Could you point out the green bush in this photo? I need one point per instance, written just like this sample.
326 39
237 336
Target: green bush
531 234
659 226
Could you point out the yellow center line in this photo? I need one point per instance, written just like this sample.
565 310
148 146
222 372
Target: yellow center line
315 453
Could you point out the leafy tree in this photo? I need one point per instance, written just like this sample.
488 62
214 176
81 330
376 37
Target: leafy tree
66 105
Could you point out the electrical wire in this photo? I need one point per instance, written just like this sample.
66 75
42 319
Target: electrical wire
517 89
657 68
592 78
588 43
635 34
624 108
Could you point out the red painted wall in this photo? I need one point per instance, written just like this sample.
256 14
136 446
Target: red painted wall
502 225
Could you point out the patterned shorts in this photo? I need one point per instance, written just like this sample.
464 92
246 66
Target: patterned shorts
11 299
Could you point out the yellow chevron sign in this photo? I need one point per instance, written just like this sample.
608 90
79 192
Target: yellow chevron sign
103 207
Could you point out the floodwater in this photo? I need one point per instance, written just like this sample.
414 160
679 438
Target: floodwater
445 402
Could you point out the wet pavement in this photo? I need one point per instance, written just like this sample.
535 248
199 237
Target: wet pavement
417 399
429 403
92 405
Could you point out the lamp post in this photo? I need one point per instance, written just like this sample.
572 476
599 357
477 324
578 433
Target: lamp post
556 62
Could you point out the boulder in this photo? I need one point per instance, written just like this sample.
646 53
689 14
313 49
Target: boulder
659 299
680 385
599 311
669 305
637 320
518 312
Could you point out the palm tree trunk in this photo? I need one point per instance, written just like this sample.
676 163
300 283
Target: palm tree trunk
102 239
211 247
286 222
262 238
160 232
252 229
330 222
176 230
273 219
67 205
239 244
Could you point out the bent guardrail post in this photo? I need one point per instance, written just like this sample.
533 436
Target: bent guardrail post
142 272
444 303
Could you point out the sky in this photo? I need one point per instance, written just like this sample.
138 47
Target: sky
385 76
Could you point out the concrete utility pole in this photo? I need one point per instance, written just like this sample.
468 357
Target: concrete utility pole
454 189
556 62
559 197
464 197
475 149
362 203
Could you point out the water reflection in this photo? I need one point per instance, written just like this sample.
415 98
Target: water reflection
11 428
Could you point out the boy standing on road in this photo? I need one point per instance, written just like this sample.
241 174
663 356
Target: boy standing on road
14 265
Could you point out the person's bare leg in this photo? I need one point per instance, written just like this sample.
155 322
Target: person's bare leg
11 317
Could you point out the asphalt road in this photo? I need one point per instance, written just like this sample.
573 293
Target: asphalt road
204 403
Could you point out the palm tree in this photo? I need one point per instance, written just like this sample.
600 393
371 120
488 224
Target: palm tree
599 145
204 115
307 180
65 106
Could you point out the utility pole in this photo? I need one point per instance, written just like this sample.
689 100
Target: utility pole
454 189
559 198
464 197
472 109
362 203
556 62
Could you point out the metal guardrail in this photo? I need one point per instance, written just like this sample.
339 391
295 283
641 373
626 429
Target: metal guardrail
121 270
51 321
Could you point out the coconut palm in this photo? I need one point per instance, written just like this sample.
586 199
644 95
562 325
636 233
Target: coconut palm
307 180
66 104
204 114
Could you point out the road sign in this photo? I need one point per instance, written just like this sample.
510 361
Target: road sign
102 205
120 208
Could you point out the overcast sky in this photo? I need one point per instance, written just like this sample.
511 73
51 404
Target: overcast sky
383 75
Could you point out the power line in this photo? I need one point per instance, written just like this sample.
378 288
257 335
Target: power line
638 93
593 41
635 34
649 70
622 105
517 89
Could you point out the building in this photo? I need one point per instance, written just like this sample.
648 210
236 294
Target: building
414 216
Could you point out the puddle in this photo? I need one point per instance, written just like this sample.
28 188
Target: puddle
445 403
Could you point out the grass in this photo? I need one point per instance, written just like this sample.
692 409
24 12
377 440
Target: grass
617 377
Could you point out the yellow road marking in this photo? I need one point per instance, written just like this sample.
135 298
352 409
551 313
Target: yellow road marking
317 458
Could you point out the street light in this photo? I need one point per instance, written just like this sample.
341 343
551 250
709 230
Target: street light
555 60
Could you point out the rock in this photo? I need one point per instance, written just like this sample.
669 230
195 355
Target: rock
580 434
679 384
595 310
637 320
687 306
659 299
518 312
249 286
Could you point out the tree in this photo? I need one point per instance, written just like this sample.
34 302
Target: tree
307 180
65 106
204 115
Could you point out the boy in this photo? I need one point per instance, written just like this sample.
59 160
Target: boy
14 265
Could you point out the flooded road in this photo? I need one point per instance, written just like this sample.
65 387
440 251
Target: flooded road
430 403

- - - -

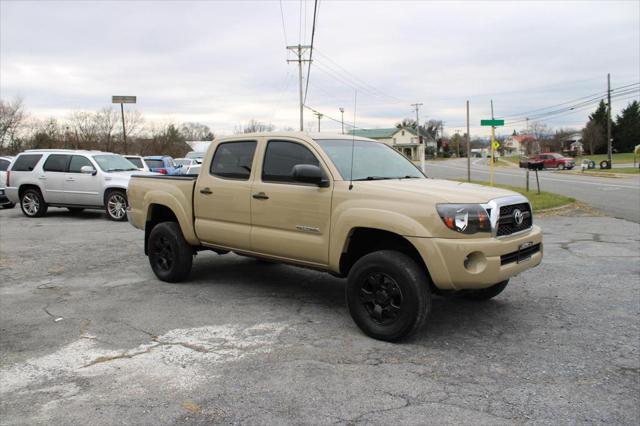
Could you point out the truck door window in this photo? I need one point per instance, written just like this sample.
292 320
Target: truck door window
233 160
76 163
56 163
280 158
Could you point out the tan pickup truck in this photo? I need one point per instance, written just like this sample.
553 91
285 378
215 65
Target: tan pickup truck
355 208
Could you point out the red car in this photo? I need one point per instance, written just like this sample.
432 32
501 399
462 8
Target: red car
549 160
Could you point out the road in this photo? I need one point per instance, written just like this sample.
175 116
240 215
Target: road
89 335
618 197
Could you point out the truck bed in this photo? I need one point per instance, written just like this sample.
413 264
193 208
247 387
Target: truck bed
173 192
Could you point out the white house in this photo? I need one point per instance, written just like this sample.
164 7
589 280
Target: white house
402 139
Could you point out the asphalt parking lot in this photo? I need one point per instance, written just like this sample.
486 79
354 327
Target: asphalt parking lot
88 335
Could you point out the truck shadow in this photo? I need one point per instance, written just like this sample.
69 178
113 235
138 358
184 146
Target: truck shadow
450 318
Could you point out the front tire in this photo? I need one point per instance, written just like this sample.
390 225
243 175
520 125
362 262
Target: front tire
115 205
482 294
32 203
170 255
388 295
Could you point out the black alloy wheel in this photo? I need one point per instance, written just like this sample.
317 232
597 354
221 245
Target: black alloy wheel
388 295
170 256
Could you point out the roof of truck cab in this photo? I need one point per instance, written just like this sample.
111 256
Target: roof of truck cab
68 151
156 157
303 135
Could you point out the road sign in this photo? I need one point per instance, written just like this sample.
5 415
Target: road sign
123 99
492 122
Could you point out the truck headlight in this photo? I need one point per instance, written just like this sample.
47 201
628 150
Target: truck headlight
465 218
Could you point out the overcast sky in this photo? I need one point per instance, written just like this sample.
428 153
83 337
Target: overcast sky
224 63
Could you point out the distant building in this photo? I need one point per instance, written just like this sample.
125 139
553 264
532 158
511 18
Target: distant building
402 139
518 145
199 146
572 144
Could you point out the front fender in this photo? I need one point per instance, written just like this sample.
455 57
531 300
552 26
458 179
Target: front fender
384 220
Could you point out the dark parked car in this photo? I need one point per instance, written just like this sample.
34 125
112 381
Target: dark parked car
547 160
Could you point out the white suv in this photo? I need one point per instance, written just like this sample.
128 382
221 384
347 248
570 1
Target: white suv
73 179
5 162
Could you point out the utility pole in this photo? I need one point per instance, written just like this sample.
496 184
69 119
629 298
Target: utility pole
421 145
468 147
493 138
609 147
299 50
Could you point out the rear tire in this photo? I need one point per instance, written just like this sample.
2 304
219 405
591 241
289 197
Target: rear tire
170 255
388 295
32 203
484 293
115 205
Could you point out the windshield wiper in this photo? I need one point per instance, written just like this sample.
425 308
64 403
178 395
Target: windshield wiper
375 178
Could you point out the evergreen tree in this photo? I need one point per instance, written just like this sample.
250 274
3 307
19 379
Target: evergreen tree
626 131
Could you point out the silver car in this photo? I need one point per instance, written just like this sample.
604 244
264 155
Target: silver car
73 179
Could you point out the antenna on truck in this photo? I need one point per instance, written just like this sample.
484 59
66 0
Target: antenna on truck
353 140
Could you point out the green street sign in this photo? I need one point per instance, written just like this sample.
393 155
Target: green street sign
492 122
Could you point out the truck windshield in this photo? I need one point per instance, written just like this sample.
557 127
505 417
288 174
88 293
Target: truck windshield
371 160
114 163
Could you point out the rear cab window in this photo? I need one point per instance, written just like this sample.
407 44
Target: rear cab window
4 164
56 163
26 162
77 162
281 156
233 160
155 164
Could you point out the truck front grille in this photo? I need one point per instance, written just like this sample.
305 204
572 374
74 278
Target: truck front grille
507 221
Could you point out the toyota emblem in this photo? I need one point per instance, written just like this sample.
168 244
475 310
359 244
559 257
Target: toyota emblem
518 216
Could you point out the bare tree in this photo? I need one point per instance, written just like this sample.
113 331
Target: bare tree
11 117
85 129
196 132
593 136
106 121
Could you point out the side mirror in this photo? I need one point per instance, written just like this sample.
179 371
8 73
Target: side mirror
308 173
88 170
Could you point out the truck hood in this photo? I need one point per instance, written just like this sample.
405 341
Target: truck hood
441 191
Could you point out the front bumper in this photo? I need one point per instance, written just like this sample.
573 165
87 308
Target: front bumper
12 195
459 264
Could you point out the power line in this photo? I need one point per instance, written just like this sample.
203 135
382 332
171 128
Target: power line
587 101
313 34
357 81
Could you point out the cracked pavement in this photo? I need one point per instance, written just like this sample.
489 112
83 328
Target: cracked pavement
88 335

- - - -

* DIRECTIONS *
Send back exactly the lines of the listing above starting at the one with "Target: puddle" and ending at the one with "Could you point out the tree", inclusive, and no others.

* ANSWER BELOW *
Target: puddle
445 403
Could you point out the grass in this photo? I need one point per instance, written just like this sample.
692 409
24 12
377 440
Target: grass
617 377
Could you point out the yellow road marking in this photo? I need one point per instance, written just like this sample.
135 298
352 409
551 313
Target: yellow road marking
317 458
Could you point out the street light in this photo? I need one point per instance, written just like this sample.
341 343
551 250
709 230
Target: street light
555 60
Could you point out the rock in this photo? I need one point per instance, written just like this sample.
669 230
195 355
Target: rock
580 434
679 384
595 310
637 320
687 306
659 299
518 312
249 286
Could you point out the tree in this photo? I need one point per instance, written just like this sample.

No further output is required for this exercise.